**Objective**
Repeat everything from the line containing "Report one point per instance of the woman's ear" down to the end of the records below, word for word, including both that line and the final line.

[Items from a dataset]
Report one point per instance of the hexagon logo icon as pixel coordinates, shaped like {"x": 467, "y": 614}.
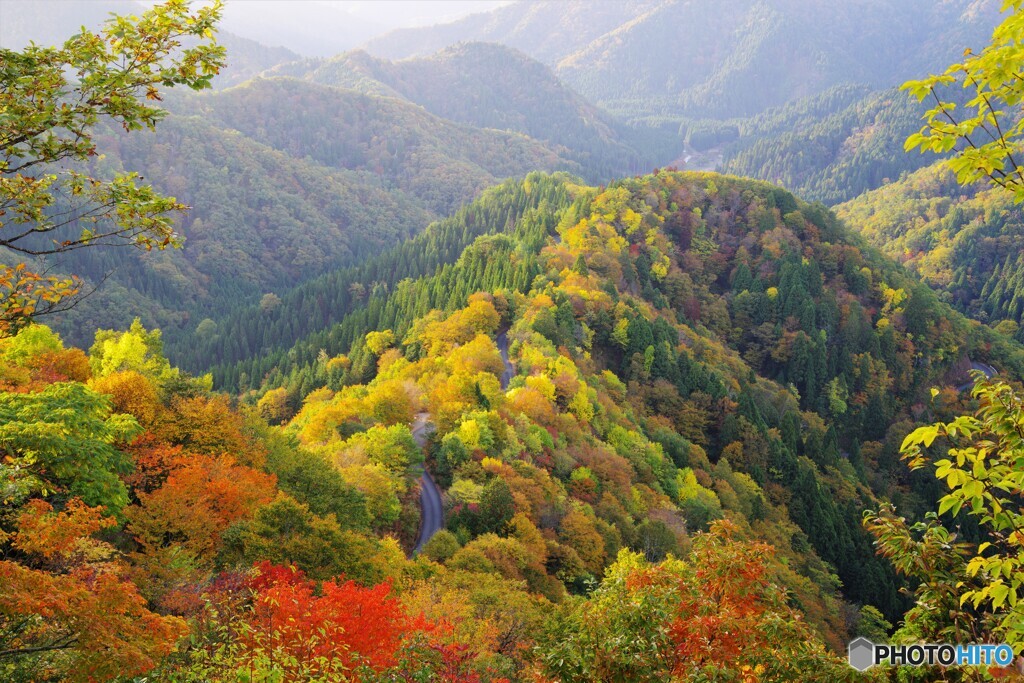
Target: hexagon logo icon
{"x": 861, "y": 652}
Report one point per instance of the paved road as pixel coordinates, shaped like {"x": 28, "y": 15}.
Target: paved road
{"x": 503, "y": 347}
{"x": 981, "y": 368}
{"x": 431, "y": 510}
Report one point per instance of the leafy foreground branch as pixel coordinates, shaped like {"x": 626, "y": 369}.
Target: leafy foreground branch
{"x": 52, "y": 201}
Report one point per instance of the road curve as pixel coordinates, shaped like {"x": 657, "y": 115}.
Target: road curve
{"x": 981, "y": 368}
{"x": 431, "y": 510}
{"x": 503, "y": 348}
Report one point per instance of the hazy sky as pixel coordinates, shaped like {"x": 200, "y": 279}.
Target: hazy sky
{"x": 395, "y": 13}
{"x": 324, "y": 28}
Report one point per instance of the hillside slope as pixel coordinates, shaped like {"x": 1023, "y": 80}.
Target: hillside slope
{"x": 965, "y": 242}
{"x": 719, "y": 59}
{"x": 489, "y": 86}
{"x": 724, "y": 310}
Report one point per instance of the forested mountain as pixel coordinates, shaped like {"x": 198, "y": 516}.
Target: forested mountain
{"x": 722, "y": 59}
{"x": 440, "y": 163}
{"x": 718, "y": 271}
{"x": 701, "y": 367}
{"x": 965, "y": 242}
{"x": 489, "y": 86}
{"x": 446, "y": 384}
{"x": 289, "y": 179}
{"x": 828, "y": 147}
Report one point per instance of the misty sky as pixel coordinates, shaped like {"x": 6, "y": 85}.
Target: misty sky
{"x": 323, "y": 28}
{"x": 395, "y": 13}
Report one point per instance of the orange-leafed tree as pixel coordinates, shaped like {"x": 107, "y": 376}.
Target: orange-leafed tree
{"x": 718, "y": 616}
{"x": 67, "y": 611}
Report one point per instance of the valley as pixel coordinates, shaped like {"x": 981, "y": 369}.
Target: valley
{"x": 562, "y": 341}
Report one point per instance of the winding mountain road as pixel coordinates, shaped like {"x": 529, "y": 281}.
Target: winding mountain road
{"x": 431, "y": 509}
{"x": 503, "y": 348}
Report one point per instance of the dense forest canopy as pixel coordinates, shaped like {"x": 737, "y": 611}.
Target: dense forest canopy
{"x": 452, "y": 367}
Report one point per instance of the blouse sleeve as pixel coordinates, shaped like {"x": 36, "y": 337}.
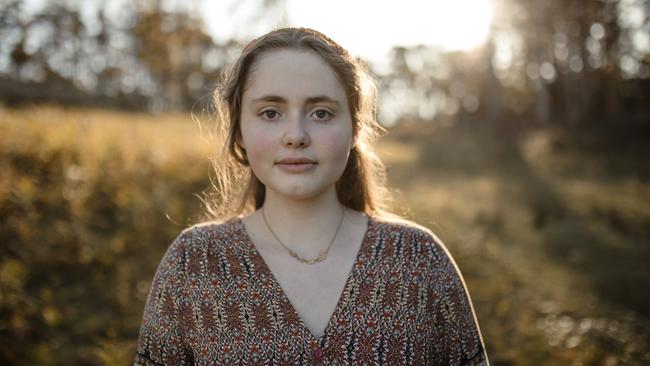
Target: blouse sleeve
{"x": 161, "y": 334}
{"x": 456, "y": 325}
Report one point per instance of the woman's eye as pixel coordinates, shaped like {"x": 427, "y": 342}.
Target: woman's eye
{"x": 322, "y": 114}
{"x": 269, "y": 114}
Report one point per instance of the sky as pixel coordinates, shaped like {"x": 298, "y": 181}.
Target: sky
{"x": 366, "y": 28}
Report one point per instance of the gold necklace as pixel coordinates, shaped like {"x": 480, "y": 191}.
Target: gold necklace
{"x": 321, "y": 257}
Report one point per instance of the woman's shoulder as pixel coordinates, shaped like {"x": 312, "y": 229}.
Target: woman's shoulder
{"x": 401, "y": 226}
{"x": 415, "y": 234}
{"x": 208, "y": 233}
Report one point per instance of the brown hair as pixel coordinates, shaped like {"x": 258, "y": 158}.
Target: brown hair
{"x": 362, "y": 184}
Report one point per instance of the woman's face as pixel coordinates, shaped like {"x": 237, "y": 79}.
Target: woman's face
{"x": 296, "y": 126}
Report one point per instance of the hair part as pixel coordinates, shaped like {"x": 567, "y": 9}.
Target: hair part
{"x": 361, "y": 187}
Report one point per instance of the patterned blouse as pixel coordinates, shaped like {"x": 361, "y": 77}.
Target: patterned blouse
{"x": 214, "y": 301}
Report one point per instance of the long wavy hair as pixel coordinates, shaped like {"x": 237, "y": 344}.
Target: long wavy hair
{"x": 236, "y": 189}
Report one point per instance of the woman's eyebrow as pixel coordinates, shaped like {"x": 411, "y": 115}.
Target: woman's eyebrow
{"x": 310, "y": 100}
{"x": 321, "y": 98}
{"x": 270, "y": 98}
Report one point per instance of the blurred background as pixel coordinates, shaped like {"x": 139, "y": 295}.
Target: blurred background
{"x": 518, "y": 131}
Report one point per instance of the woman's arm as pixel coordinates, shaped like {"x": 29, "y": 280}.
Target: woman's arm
{"x": 456, "y": 326}
{"x": 161, "y": 334}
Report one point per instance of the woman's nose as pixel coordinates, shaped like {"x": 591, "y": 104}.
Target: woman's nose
{"x": 296, "y": 134}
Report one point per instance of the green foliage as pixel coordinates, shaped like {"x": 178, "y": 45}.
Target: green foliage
{"x": 81, "y": 238}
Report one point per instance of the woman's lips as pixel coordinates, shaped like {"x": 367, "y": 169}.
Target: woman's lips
{"x": 296, "y": 165}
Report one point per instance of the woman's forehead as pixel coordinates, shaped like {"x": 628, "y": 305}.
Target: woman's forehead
{"x": 292, "y": 74}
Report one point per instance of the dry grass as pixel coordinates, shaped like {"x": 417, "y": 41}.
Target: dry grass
{"x": 552, "y": 245}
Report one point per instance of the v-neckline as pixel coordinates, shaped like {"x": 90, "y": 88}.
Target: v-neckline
{"x": 337, "y": 309}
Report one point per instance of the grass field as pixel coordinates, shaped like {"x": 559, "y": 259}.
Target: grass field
{"x": 551, "y": 232}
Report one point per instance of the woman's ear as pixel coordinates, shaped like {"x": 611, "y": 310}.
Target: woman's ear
{"x": 239, "y": 140}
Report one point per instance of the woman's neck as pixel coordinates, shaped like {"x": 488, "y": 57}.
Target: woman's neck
{"x": 307, "y": 225}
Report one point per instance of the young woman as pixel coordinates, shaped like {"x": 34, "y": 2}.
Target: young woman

**Written response**
Report one point per instance of the woman's ear as pixel coordinates, shaped like {"x": 611, "y": 310}.
Target: woman's ear
{"x": 239, "y": 140}
Report one point per instance of the woman's neck as pixel coordinates, shaped like {"x": 488, "y": 57}.
Target: woman's neck
{"x": 307, "y": 225}
Report one point per instance of the young woman as pixel coordinates, shaped like {"x": 34, "y": 2}.
Target: young woman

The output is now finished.